DO THIS.
Extract all of the data and reproduce it precisely.

Point labeling examples.
##########
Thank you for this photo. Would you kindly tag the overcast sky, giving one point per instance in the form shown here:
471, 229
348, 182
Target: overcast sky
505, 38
##########
THE RESPONSE.
Thank you for this photo. Would you kindly tag the overcast sky, giving one point per instance in the form shown here:
471, 229
348, 182
Target: overcast sky
505, 38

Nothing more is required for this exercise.